Problem requirements
Produce a verbatim copy of the records, and keep the images out of it.

Source records
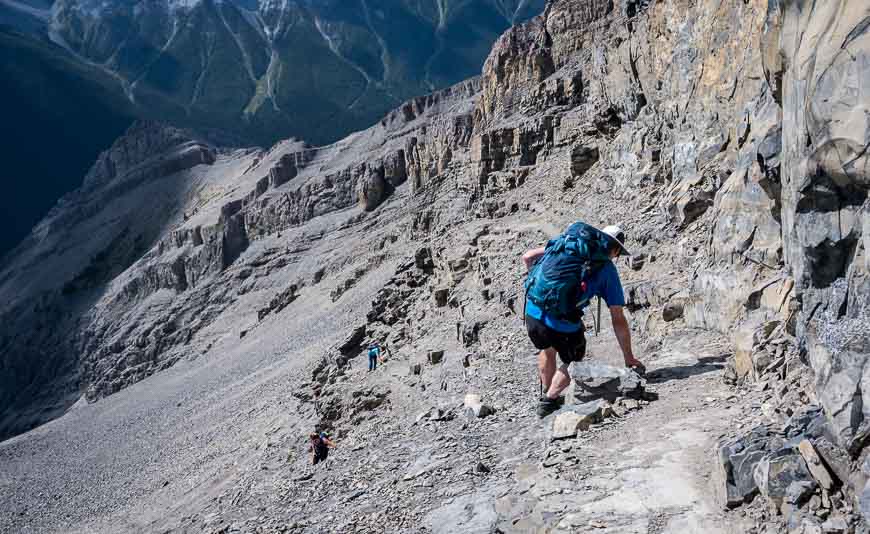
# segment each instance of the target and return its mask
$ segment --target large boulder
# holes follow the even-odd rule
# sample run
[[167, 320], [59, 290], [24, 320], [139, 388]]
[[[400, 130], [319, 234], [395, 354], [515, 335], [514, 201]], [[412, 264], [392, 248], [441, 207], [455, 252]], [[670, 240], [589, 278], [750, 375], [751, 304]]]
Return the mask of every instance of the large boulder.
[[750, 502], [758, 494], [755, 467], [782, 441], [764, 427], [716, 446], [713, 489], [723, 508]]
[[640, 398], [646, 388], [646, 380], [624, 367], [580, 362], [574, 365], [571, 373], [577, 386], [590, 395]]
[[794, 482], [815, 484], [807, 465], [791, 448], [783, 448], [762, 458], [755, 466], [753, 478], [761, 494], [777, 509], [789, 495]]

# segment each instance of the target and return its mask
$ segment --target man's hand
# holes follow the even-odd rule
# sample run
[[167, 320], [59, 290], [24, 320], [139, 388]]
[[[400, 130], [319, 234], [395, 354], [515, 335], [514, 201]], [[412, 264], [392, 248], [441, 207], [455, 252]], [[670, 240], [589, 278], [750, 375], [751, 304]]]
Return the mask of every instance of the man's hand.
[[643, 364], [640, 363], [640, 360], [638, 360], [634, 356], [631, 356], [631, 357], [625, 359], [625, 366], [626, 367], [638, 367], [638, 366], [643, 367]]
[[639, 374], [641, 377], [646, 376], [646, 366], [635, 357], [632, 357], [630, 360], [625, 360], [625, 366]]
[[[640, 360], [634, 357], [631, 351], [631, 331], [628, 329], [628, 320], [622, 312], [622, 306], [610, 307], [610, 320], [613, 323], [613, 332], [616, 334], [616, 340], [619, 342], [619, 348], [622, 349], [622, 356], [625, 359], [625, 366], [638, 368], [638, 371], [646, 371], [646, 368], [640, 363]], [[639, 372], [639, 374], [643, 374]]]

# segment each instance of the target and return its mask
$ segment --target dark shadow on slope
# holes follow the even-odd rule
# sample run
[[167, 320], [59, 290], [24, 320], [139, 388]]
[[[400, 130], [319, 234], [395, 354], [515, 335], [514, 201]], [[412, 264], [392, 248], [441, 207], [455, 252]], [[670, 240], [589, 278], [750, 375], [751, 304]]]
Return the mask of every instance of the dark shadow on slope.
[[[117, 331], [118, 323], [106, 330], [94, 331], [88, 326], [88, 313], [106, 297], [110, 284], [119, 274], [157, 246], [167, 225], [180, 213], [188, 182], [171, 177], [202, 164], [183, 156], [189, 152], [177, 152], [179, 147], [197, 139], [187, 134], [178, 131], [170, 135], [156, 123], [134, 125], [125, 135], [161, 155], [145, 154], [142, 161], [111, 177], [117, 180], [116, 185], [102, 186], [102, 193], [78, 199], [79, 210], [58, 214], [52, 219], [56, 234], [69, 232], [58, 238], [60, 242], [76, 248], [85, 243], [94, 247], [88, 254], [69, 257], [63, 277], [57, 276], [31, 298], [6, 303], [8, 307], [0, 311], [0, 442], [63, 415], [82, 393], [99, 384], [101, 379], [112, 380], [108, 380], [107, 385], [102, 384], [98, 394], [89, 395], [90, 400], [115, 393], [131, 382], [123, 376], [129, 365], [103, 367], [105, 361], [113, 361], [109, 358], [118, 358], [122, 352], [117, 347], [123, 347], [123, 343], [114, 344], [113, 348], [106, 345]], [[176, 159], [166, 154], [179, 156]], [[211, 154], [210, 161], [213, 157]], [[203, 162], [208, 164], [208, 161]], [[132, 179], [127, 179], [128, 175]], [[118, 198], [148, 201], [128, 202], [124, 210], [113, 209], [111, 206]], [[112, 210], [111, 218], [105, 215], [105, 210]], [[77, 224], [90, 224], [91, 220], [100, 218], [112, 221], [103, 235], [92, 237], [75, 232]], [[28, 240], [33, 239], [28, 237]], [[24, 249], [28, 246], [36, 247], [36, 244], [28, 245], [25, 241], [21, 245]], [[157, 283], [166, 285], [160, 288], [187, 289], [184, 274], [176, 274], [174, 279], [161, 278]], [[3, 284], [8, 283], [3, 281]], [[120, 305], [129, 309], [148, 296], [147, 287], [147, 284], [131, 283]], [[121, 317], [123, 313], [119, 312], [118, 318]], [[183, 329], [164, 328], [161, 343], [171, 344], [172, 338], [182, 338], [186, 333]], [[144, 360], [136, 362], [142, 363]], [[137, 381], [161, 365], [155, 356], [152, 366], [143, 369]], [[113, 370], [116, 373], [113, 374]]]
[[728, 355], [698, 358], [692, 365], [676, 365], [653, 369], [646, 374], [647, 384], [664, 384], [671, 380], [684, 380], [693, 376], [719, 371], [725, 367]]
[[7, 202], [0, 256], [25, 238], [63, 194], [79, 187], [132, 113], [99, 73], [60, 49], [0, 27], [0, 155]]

Result of this task
# segment each instance of the target and return its mask
$ segment --target large boulder
# holes follow the even-odd rule
# sample run
[[167, 320], [59, 290], [24, 320], [139, 388]]
[[[400, 130], [319, 234], [395, 354], [515, 335], [514, 201]], [[412, 264], [392, 248], [441, 207], [455, 252]], [[670, 240], [589, 278], [750, 375], [751, 304]]]
Return the mask of every instance of the large boulder.
[[750, 502], [758, 494], [755, 467], [782, 441], [764, 427], [716, 446], [713, 489], [723, 508]]
[[640, 398], [646, 388], [646, 380], [624, 367], [580, 362], [574, 365], [571, 373], [577, 386], [590, 395]]
[[794, 482], [815, 484], [807, 465], [791, 448], [783, 448], [762, 458], [755, 466], [753, 478], [761, 494], [777, 509], [789, 495]]

# segment each instance of the target and return its mask
$ segment --target man's hand
# holes follow the even-odd rule
# sample run
[[167, 320], [59, 290], [24, 320], [139, 388]]
[[[400, 130], [319, 234], [395, 354], [515, 335], [514, 201]], [[412, 264], [392, 248], [441, 207], [455, 252]], [[670, 240], [589, 278], [750, 375], [751, 304]]]
Return the mask of every instance of the man's hand.
[[643, 364], [640, 363], [640, 360], [638, 360], [634, 356], [631, 356], [631, 357], [625, 359], [625, 366], [626, 367], [638, 367], [638, 366], [643, 367]]
[[639, 374], [641, 377], [646, 376], [646, 366], [635, 357], [632, 357], [630, 360], [625, 360], [625, 366]]
[[[640, 360], [634, 357], [631, 351], [631, 331], [628, 329], [628, 320], [622, 312], [622, 306], [610, 307], [610, 320], [613, 323], [613, 332], [616, 334], [616, 340], [619, 342], [619, 348], [622, 349], [622, 356], [625, 359], [625, 366], [638, 368], [638, 371], [646, 371], [646, 368], [640, 363]], [[639, 372], [639, 374], [643, 374]]]

# segment each instance of the target and return its mask
$ segment --target dark shadow on slope
# holes follow the even-odd rule
# sample run
[[167, 320], [59, 290], [24, 320], [139, 388]]
[[[400, 130], [319, 234], [395, 354], [515, 335], [514, 201]], [[412, 264], [392, 248], [441, 207], [455, 252]], [[670, 240], [589, 278], [750, 375], [751, 304]]]
Return the mask of every instance of the dark shadow on slope.
[[[117, 331], [118, 323], [106, 330], [94, 331], [88, 326], [88, 313], [106, 297], [110, 284], [119, 274], [157, 246], [167, 225], [180, 213], [188, 182], [171, 177], [202, 164], [183, 156], [189, 152], [177, 152], [179, 147], [197, 139], [187, 134], [178, 131], [170, 135], [156, 123], [134, 125], [125, 135], [161, 155], [145, 154], [142, 161], [111, 177], [117, 180], [116, 185], [102, 186], [102, 193], [78, 199], [79, 210], [58, 214], [52, 219], [56, 234], [69, 232], [58, 238], [60, 242], [76, 248], [85, 243], [94, 247], [88, 254], [69, 257], [63, 277], [57, 276], [31, 298], [6, 303], [8, 307], [0, 311], [0, 442], [63, 415], [82, 393], [99, 384], [101, 379], [112, 380], [108, 380], [107, 385], [102, 384], [98, 394], [89, 395], [90, 400], [115, 393], [131, 382], [123, 376], [129, 365], [103, 367], [105, 361], [113, 361], [109, 358], [118, 358], [122, 352], [117, 347], [123, 347], [123, 343], [114, 344], [113, 348], [106, 345]], [[176, 159], [166, 154], [179, 156]], [[211, 154], [210, 161], [213, 157]], [[203, 162], [208, 164], [208, 161]], [[132, 179], [127, 179], [128, 175]], [[118, 198], [148, 201], [128, 202], [124, 210], [113, 209], [111, 206]], [[112, 210], [111, 218], [105, 215], [105, 210]], [[77, 224], [90, 224], [91, 220], [100, 218], [112, 221], [103, 235], [92, 237], [75, 232]], [[28, 240], [33, 239], [28, 237]], [[24, 249], [28, 246], [36, 247], [36, 244], [28, 245], [25, 241], [21, 245]], [[157, 283], [166, 285], [160, 288], [187, 289], [184, 274], [176, 274], [174, 279], [161, 278]], [[3, 284], [8, 283], [3, 281]], [[120, 305], [129, 309], [148, 296], [147, 287], [147, 284], [131, 283]], [[121, 317], [123, 313], [119, 312], [118, 318]], [[183, 329], [164, 328], [161, 343], [171, 344], [172, 338], [182, 338], [186, 333]], [[144, 360], [136, 362], [142, 363]], [[137, 381], [161, 365], [155, 356], [152, 366], [143, 369]], [[113, 370], [116, 373], [113, 374]]]
[[728, 355], [698, 358], [692, 365], [676, 365], [653, 369], [646, 374], [647, 384], [664, 384], [671, 380], [684, 380], [693, 376], [719, 371], [725, 367]]
[[7, 202], [0, 256], [25, 238], [63, 194], [79, 187], [132, 113], [99, 73], [60, 49], [0, 27], [0, 155]]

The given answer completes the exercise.